**Source passage:**
It’s not downtown. Now a lot of people have been bantering that LeBreton is downtown. No it isn’t.

There’s a great big hill between downtown and a LeBreton arena. It’s the one the Parliament Buildings are on. You might have seen it in pictures.

As well if you are on the Flats, you’d best clip a photo of pedestrians from a magazine to remind you what they look like because you won’t see them at LeBreton. Unless they are rock climbers getting to downtown.

Bidding For The Sens: All The Stars Come Out

One of the main reasons you put an arena in the urban core is to attract walk-up customers. That’s critical in Ottawa because corporate headquarters, which buy a whack of season tickets, are located in other cities. So you need walk-up or drive-up (as is the case of the Canadian Tire Centre in Kanata).

Meanwhile, the National Capital Commission’s idea that this would be a cornerstone to an animated Flats is ludicrous. Arenas are empty by day and busy during 41 Ottawa Senators home games, a few exhibition games and a concert or two. Go for a walk around the CTC at noon. Pedestrians or motorists for that matter are as rare there as at LeBreton.

As for an entertainment district around the arena, well that requires people. Ask the owners of venues at Lansdowne and there are people in the Glebe (who don’t like shopping centres) and they still can’t draw flies.

If people don’t want to come out to the ball park, nobody’s gonna stop ’em,” the philosopher king of baseball Yogi Berra once said profoundly. Yogi would probably say the same thing about LeBreton and Lansdowne.

What might work would be a combination of an arena and a casino. Casinos draw people all day and night in an elaborate tax on the poor and gambling addicted. But there’s no way the province will grant another gambling licence for Ottawa and the National Capital Commission would not want its polluted property sullied by punters.

Which brings us to the NCC which has jurisdiction over the piece of property which is owned by us (you know, Canadians) in name only. How much of a century has LeBreton been lying fallow? You want these guys to be your arena landlord? Only Samuel Beckett would confuse them with a quick Skip-The-Dishes delivery.

Then there’s the great selling point of LeBreton location … the LRT Confederation Line. Recently my colleague Ron Benn got his abacus out and discovered that our light-rail line does not have the capacity to efficiently take fans away from a LeBreton arena. That’s a bit of a downside.

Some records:
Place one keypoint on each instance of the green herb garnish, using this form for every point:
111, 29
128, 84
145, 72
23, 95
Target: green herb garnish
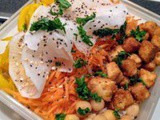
48, 25
84, 92
83, 21
73, 51
63, 5
122, 33
80, 63
84, 36
116, 114
100, 73
126, 86
60, 116
58, 64
83, 111
76, 35
24, 27
138, 34
120, 57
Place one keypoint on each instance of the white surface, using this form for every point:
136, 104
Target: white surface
7, 114
147, 108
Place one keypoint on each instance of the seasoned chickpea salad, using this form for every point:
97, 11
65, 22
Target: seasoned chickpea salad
80, 60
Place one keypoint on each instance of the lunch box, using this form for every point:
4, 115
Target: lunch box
149, 109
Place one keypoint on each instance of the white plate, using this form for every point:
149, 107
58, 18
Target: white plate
149, 109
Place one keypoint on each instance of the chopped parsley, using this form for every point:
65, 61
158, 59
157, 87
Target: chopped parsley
60, 116
73, 51
113, 32
138, 34
63, 5
116, 114
76, 35
122, 33
126, 86
120, 57
84, 92
135, 79
80, 63
83, 21
48, 25
58, 64
100, 73
83, 111
25, 27
85, 38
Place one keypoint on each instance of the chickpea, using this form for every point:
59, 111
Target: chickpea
83, 105
90, 117
97, 106
150, 27
157, 58
133, 110
157, 31
100, 117
109, 115
127, 117
72, 117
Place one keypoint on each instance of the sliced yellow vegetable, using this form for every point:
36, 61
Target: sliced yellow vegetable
25, 16
5, 80
47, 2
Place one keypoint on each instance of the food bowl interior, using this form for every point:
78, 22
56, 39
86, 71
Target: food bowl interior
148, 108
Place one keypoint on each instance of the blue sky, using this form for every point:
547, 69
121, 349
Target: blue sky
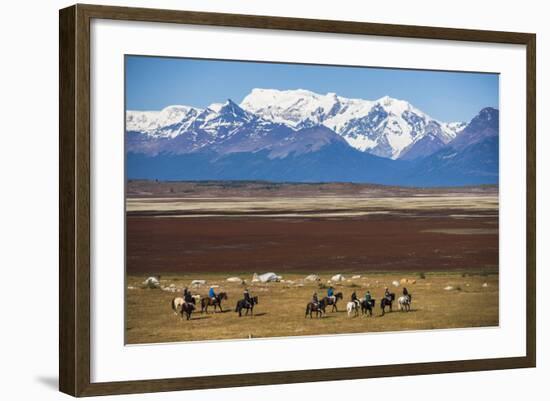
153, 83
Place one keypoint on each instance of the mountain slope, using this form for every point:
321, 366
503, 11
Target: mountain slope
472, 158
384, 127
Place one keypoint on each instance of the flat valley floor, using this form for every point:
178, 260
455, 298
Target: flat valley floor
215, 230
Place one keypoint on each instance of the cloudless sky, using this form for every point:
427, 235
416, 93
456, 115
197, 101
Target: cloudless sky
153, 83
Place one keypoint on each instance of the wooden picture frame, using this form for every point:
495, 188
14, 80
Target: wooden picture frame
74, 198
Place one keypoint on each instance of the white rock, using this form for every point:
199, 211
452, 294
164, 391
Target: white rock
266, 277
313, 277
337, 277
151, 282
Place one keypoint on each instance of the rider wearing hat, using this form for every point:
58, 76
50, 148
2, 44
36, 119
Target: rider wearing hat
330, 293
368, 297
212, 293
187, 297
315, 299
247, 297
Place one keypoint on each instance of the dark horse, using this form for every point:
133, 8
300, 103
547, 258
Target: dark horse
249, 306
387, 301
318, 308
366, 307
333, 301
217, 302
187, 309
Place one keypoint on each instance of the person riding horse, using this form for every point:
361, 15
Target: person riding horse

**Written instruction 1:** Which people does the LeBreton arena text mention by name?
**Written instruction 2:** According to the LeBreton arena text, which buildings stand on the hill between downtown and a LeBreton arena?
**Written instruction 3:** Carry on the LeBreton arena text, picking up after its last sentence.

**Right answer 1:** Yogi Berra, Samuel Beckett, Ron Benn

**Right answer 2:** The Parliament Buildings.

**Right answer 3:**
Bettman’s Coming. Run For The Hills

So you have the family out for a Sens game and you’re standing in a queue with, say, 12,000 people hoping to get on a train. The rail line could close before the crowd gets home and god help them if they have to transfer to a dysfunctional bus. Irregularly timing and, coming to a bus stop near you, an e-bus at -30C in January. Good luck with that. You’d drive instead, if there were parking.

Or how about going to the arena by way of the train with each one full to the brim from people who loaded on somewhere in the hinterland. And you’re standing at Westboro station, with the family and $500 worth of tickets in your pocket, watching full trains go by as you slowly freeze in a station where heating, according to the Einsteins who designed this system, was just a frill.

Or the train just breaks down in bad weather.

As well, let’s not forget the location which is perceived as being the greatest asset of the LeBreton arena site. It has a too-small, too-irregular light-rail line serving it, but it has bridges and spectacular road connects to it. Cars are warm and don’t break down as often as the train so you drive.

That’s great. Where do you park?

Now out in Kanata at the CTC, wide expanses of parking lots greet you. You can use the only year-round functional transportation system in Ottawa, the roads. And they have cars which sometimes run between the potholes. Some are even electric. So with your warm family and $500 worth of tickets in your pocket, you can be sure you will be able to get to the game on time, though the traffic can be a challenge. Leave early.

Furthermore, the location of the CTC is not all that problematic. It is served by Highway 417 and 416 allowing fans to come to the game from all the way down to the St. Lawrence River and the deepest, darkest reaches of the valley … and of course Ottawa.

But that’s not all. This city is growing west. A few years ago, the population centre of Ottawa was Woodroffe Avenue, not Bank Street. By now it’s probably near Carleton Place. Leave the CTC and you depart from a growing population of Stittsville, Barrhaven and Kanata. Some of those people are your season ticket holders and business owners who buy a box or two.

Oh yes, and did your agent forget that those parking spots generate lots and lots of cash?

Furthermore, the isolated location means that if you want a martini after the game, you’ll likely buy it (at the price of a mortgage payment) at the CTC. That said, Sens games are family occasions so most parents are reluctant to take the family to a bar post-match. That’s Ottawa. A great place, not a pub, to raise a family.

Meanwhile, the Toronto Blue Jays, like the Senators, toyed with the idea of building a new ballpark. A good idea because the Rogers Centre is the best location in town. Subways, GO Trains, conventional trains, freeways and even an airport converge there. It’s downtown. So after much tugging of forelocks, the Jays decided to stay where they are and renovate. The Rogers Centre is highly functional with a movable roof for good and bad weather.

So rather than spend billions on a stadium, the Jays are saving money by renovating. Maybe the Sens should consider that though there’s not much wrong with the CTC.

But more than anything else, fans will come to Kanata for hockey if the Sens provide a good, exciting product. People will drive for hours to see a young team with playoff potential … which is what the Sens have now.

For those who don’t drive, there’s television, streaming, radio, pay-per-view and specialty channels.

Sutcliffe And Bettman On TV: A Bad Look

And with the enormous number of home entertainment choices available, conventional television can rarely draw large audiences unless there’s a big sports event to be broadcast. That’s why Rogers, with lots of programing necessary, paid $5.32 billion for Canadian NHL broadcasting rights. The time is coming in the future when paid spectators will be pocket-change compared to broadcasting revenue.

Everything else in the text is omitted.